▶ _Excerpt to read_
»»

This half life calculator doubles as a radioactive decay calculator, a nuclear half life calculator, and a drug half life calculator. Pick the mode that matches what you already know, plug the numbers in, and read the answer. The math runs in your browser using the standard exponential decay formula, so there is no page reload and no rounding until the very end.
- Pick a mode."Find Remaining Amount" answers "how much is left?". "Find Half-Life" lets you back out the half-life from a before-and-after measurement, which is how you would calculate half life from lab data. "Find Time" tells you how long it takes to decay from one amount to another.
- Enter the initial amount (N₀). This can be grams, milligrams, atoms, counts per minute, millicuries, or any unit of quantity. The calculator does not care about the unit, only the ratio.
- Enter the half-life. Use the time unit that fits your problem. Carbon-14 dating uses years, iodine-131 uses days, caffeine uses hours. Just keep it consistent with the elapsed time field.
- Enter elapsed time or remaining amount. The third input depends on the mode. The result panel updates live as you type.
- Check the reference table. The isotope table at the bottom of the widget lists common half-lives for carbon-14, uranium-238, iodine-131, radium-226, cobalt-60, tritium, plutonium-239, and radon-222. Use those numbers directly if you do not have your own.
Units must match across fields. If half-life is in years, elapsed time must be in years. If the remaining amount is larger than the initial amount, no decay has happened and the calculator will flag the inputs as invalid. For drug dosing questions, remember that the clinical half life is usually the biological half life, which already accounts for metabolism and excretion rather than pure physical decay.

««

▶ _Assigned task A_
Answer the following from the half-life calculator guide:
(i) Which time unit does it give for iodine-131?
(ii) What does the calculator do when the remaining amount is larger than the initial amount?
(iii) Which formula does the math in the browser use?
▶ _Assigned task B_
From the half-life calculator guide, extract the passage starting with "Units must match" and going on through "pure physical decay.".

▶ _Information shown_
»»

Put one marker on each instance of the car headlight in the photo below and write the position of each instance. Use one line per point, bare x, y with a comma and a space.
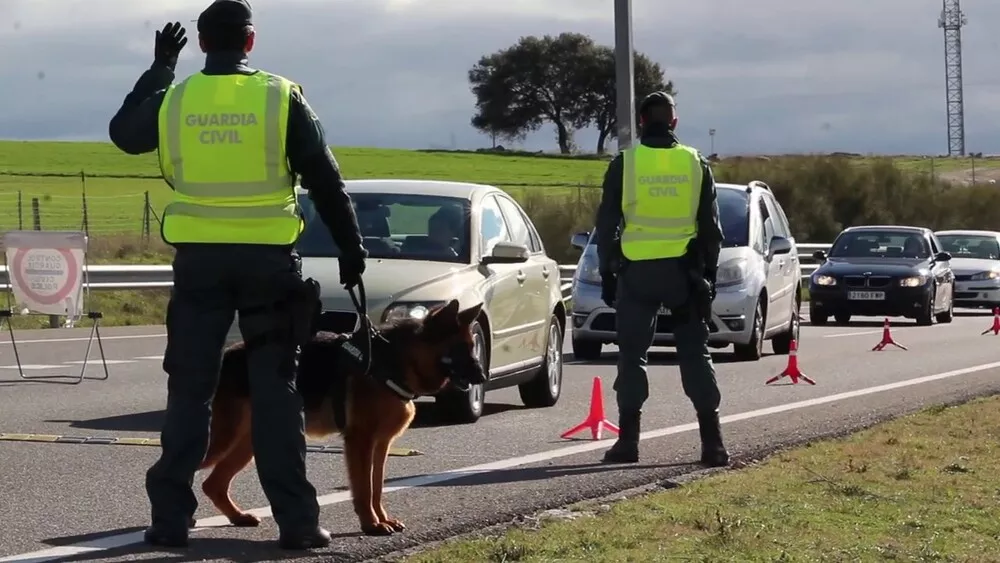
984, 276
824, 280
731, 273
408, 310
588, 271
913, 281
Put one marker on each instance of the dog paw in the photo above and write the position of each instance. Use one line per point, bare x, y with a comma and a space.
245, 520
396, 525
377, 529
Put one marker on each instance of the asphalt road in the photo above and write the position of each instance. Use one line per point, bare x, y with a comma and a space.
83, 502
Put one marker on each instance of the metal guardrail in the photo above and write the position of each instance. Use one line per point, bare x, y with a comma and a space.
142, 277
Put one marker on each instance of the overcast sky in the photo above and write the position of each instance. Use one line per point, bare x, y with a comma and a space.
769, 75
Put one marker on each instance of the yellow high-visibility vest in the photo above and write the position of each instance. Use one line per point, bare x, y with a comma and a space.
222, 150
660, 193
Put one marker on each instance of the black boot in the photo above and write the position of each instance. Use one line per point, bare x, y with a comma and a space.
713, 452
626, 448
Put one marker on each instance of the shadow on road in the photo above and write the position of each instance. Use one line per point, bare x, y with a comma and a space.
428, 415
523, 474
151, 421
200, 549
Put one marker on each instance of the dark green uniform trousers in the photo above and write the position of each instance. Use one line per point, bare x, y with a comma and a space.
212, 282
642, 288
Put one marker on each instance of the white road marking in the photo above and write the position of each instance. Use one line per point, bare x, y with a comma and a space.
84, 339
842, 334
121, 540
97, 362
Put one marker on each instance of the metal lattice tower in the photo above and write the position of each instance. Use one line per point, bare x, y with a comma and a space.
951, 21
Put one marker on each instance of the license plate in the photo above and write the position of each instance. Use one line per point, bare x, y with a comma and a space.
866, 295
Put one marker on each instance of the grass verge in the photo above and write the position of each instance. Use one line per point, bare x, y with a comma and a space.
920, 488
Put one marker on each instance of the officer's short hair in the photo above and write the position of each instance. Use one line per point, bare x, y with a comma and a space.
222, 38
658, 107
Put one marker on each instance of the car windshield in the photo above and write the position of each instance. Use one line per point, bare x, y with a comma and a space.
396, 226
965, 246
734, 213
879, 244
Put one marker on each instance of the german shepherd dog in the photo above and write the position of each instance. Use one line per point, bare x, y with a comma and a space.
409, 358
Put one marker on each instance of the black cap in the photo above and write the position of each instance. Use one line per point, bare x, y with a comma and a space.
656, 99
225, 14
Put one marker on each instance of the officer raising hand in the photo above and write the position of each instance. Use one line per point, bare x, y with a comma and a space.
658, 244
231, 141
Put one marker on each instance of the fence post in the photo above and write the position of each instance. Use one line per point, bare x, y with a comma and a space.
145, 218
36, 215
83, 186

««

▶ _Task output A_
(i) Days.
(ii) It flags the inputs as invalid.
(iii) The standard exponential decay formula.

▶ _Task output B_
Units must match across fields. If half-life is in years, elapsed time must be in years. If the remaining amount is larger than the initial amount, no decay has happened and the calculator will flag the inputs as invalid. For drug dosing questions, remember that the clinical half life is usually the biological half life, which already accounts for metabolism and excretion rather than pure physical decay.